— begin —
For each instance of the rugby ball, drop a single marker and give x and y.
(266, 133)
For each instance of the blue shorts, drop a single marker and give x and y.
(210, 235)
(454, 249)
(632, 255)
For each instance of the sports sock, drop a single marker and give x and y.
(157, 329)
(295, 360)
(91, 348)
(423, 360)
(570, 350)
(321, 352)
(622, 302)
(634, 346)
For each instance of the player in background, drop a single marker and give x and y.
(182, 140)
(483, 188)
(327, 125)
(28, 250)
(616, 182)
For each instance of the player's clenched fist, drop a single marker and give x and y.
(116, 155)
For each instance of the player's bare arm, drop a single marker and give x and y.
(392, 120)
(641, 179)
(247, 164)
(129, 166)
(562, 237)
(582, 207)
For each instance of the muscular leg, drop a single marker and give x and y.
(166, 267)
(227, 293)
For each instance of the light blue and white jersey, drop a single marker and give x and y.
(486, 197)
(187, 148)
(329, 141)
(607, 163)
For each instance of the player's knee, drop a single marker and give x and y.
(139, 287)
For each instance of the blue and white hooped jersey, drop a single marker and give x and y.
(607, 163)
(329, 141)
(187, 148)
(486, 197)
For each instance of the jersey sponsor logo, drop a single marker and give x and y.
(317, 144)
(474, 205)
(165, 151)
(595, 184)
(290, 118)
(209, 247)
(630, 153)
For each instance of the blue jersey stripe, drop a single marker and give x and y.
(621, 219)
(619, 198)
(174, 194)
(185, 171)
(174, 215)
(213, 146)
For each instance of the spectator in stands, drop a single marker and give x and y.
— end —
**Stated problem**
Repeat all the entries exactly as given.

**Correct response**
For each instance of the rugby ball, drop a single marker and give x and y.
(266, 133)
For each instance of the blue shorts, drop a single marker and give x and y.
(210, 235)
(454, 249)
(632, 255)
For each instance of the sports sock, drop a single marker and give x and y.
(157, 329)
(295, 360)
(91, 348)
(423, 360)
(570, 350)
(321, 352)
(622, 302)
(634, 346)
For each instance of the player in background, drop a single marker and give x and y.
(182, 140)
(483, 188)
(327, 125)
(28, 250)
(616, 182)
For each instance of the player's clenched fist, drop a single marker and give x and y.
(116, 155)
For each instance of the player's bare arm, drop a single marker and give x and y.
(392, 120)
(641, 179)
(247, 164)
(129, 166)
(562, 237)
(582, 207)
For each instance of the muscular leg, drop a single marker and give x and y.
(166, 267)
(227, 293)
For each instance of the light blue and white jersey, drop a single marker and give x and y.
(486, 197)
(187, 148)
(329, 141)
(607, 163)
For each instance of the player's knee, drop a single marker and give x and y.
(139, 287)
For each instance of the blue and white hooped jersey, drop a single marker and give x and y.
(607, 163)
(329, 141)
(187, 148)
(486, 197)
For each instance of the jersey sponsor logo, drop a single marker and give x and y.
(317, 144)
(474, 205)
(165, 151)
(595, 184)
(290, 118)
(209, 247)
(630, 153)
For each instance of the blue jersey stripe, drop a single marker and give x and y.
(621, 219)
(619, 198)
(174, 194)
(185, 171)
(174, 215)
(213, 146)
For each instance of the spectator in stands, drop a single marker and give x and y.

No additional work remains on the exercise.